LIST OF TASKS:
A. In the excerpt on the Northern Pass hearing, rewrite the paragraph beginning "During a break in the hearing" more briefly, keeping its main facts.
B. Carry the excerpt on the Northern Pass hearing forward with a few more sentences, starting after its last sentence.

During a break in the hearing, Northern Pass spokesman Martin Murray said the highest forecasted EMF level to be found at the edge of the project’s rights-of-way is for a 1,000-foot stretch in Pembroke, near the Concord line, near a commercial-industrial area.

Murray said the levels are predicted to be highest in the Pembroke-to-Deerfield section because of a narrow utility right-of-way as well as the configuration of the proposed structures carrying the power lines.

Northern Pass witness Gary Johnson, a senior managing scientist in Exponent’s electrical engineering and computer science practice, said “these (EMF) levels are still well below the existing standards.”

Roth said some EMF readings will increase two to five times their current levels.

Later, attorney Danielle Pacik, representing the city of Concord, focused on people using properties in Concord in the right-of-way to be used for Northern Pass.

Excerpts from point annotation data
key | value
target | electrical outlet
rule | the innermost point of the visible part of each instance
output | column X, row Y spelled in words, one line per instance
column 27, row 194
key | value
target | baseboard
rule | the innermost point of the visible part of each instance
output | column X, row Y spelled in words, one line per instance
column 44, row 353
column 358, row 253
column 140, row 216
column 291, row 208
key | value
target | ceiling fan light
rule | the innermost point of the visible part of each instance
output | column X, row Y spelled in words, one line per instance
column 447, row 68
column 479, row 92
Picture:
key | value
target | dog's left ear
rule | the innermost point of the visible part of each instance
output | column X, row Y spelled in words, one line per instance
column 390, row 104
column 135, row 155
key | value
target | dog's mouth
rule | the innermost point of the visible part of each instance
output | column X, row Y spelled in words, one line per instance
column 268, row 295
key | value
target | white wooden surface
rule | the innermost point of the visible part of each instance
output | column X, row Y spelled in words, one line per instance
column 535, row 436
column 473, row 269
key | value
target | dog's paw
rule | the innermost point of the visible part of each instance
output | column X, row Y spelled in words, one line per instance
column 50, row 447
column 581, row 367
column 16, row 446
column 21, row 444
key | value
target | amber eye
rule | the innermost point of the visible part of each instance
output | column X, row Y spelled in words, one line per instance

THE RESPONSES:
A. At a hearing break, Northern Pass spokesman Martin Murray said the highest forecast EMF level at the edge of the project's rights-of-way is along a 1,000-foot stretch in Pembroke, near the Concord line and a commercial-industrial area.

B.
She cited several locations — including a playground for Alton Woods apartments and a parking lot for McKenna’s Purchase condominiums — that are in the right-of-way.

“This is the playground under the transmission lines,” Pacik said, projecting a photo on television screens. “Do you see kids playing on the playground?”

She said EMF readings within the right-of-way exceed standards of the International Commission on Non-Ionizing Radiation Protection, an independent group that provides scientific advice and guidance on health effects.

Murray later said that the commission’s standard is “not a health limit.”